TASK: Transcribe the stretch of entries below from the line with "of the dense" through the line with "the green leaf", exactly and with both ends included; leave out all other lines.

Region pointing data:
►

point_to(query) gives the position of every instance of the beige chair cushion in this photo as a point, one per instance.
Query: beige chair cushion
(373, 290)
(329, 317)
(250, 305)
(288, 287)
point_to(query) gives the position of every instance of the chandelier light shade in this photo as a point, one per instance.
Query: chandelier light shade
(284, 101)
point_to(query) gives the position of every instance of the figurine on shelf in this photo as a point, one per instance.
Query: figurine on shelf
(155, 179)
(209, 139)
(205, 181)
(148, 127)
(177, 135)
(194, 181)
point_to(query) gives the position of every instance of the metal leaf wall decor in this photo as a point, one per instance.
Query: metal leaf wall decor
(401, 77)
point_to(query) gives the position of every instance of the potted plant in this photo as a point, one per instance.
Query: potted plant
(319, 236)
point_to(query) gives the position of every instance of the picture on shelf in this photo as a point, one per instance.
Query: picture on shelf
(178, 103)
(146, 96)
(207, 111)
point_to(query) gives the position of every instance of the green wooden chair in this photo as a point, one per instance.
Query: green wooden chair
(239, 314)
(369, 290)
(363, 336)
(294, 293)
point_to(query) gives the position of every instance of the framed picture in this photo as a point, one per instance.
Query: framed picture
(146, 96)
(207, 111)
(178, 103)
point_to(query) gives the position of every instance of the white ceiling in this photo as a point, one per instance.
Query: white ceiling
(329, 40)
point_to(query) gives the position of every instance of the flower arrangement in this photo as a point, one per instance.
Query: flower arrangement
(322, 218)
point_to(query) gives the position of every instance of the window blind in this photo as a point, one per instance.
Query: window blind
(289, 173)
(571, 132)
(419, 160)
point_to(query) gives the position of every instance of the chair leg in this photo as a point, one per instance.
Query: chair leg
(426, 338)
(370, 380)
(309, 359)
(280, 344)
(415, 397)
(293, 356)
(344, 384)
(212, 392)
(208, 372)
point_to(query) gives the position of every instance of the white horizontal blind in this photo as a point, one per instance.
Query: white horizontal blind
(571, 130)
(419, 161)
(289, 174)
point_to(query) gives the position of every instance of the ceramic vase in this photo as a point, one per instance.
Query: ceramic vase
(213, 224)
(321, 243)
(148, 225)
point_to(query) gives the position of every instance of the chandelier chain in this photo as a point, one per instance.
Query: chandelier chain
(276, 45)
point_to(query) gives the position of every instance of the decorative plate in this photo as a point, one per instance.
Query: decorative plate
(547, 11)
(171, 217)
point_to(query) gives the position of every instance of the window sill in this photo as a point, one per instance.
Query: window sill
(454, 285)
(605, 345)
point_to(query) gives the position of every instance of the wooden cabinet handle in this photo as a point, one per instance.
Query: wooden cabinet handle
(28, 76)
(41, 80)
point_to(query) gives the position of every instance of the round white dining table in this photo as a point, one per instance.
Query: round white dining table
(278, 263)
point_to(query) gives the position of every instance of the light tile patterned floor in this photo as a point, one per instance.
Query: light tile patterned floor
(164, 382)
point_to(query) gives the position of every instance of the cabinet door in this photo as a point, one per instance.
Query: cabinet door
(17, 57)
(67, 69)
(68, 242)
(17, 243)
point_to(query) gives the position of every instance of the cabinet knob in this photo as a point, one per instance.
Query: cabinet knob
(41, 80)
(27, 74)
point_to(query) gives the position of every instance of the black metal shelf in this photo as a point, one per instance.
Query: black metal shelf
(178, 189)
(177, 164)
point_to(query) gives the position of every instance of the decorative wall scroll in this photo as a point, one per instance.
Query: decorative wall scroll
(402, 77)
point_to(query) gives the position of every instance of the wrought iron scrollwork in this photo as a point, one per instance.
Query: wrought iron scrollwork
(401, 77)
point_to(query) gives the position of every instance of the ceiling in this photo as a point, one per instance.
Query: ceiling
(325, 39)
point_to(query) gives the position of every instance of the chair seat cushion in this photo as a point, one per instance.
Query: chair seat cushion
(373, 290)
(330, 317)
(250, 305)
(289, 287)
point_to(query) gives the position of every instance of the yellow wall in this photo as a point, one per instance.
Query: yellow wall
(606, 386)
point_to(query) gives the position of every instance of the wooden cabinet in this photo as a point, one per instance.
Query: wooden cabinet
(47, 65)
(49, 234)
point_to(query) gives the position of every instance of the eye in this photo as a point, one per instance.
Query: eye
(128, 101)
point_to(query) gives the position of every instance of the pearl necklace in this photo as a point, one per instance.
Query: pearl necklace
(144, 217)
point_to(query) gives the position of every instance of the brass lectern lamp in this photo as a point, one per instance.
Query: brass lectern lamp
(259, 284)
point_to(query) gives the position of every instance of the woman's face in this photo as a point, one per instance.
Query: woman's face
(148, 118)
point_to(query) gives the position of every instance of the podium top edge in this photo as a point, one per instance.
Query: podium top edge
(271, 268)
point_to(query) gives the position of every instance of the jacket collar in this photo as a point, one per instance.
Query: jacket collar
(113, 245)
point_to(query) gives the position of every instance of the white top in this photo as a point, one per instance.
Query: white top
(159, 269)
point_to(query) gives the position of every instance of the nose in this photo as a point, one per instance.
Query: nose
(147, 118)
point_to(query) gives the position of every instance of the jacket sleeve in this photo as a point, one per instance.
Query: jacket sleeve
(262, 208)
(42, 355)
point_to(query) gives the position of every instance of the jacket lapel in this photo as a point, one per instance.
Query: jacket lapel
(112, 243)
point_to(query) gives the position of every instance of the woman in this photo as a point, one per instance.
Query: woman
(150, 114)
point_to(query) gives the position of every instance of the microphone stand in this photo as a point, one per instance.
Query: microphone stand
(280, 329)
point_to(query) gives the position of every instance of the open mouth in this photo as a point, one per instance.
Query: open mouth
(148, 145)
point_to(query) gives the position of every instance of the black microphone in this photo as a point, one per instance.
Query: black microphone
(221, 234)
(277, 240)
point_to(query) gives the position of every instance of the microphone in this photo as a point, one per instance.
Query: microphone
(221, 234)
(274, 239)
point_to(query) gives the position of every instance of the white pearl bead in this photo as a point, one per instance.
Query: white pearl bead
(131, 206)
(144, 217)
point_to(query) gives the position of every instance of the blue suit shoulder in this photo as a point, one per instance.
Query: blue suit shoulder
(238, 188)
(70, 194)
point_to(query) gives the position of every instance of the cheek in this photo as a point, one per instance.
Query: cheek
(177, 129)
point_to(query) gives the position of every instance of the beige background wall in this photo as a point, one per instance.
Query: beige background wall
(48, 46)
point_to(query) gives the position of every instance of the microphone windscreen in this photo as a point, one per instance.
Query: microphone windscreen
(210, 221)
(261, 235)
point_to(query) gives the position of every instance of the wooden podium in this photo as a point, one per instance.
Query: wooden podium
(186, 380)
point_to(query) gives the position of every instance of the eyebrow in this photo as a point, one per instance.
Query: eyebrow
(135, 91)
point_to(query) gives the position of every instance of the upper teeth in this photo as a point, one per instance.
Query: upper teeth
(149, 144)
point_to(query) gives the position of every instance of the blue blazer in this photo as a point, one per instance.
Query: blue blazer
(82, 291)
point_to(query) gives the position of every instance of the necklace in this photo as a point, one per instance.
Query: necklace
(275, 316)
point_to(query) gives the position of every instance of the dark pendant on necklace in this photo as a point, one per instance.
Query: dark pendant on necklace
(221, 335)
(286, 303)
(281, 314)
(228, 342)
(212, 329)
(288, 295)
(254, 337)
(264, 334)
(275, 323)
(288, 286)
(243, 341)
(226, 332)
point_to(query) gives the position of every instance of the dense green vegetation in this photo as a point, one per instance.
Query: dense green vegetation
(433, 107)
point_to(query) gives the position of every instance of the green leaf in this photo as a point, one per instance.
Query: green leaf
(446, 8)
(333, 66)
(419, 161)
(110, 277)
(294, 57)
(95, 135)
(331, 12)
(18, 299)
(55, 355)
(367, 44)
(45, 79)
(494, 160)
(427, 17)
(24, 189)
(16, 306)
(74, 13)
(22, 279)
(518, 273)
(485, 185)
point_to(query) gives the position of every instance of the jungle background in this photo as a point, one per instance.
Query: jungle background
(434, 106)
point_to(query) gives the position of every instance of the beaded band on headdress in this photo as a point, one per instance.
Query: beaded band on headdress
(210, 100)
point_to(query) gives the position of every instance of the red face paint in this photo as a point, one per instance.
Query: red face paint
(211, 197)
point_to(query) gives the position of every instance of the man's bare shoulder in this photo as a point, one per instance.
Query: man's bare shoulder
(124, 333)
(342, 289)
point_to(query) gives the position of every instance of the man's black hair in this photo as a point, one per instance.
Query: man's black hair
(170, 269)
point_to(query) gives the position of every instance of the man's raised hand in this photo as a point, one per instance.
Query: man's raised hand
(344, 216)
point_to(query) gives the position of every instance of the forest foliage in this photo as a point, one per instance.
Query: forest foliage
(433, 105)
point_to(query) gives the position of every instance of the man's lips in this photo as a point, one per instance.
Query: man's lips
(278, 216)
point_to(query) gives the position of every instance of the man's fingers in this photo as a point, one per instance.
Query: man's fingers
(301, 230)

◄

RESULT OF THE TASK:
point_to(query) gives the position of every instance of the dense green vegetation in this photo as a point, one per instance.
Query: dense green vegetation
(433, 107)
point_to(query) gives the position of every instance of the green leaf in this photo as a point, one per instance.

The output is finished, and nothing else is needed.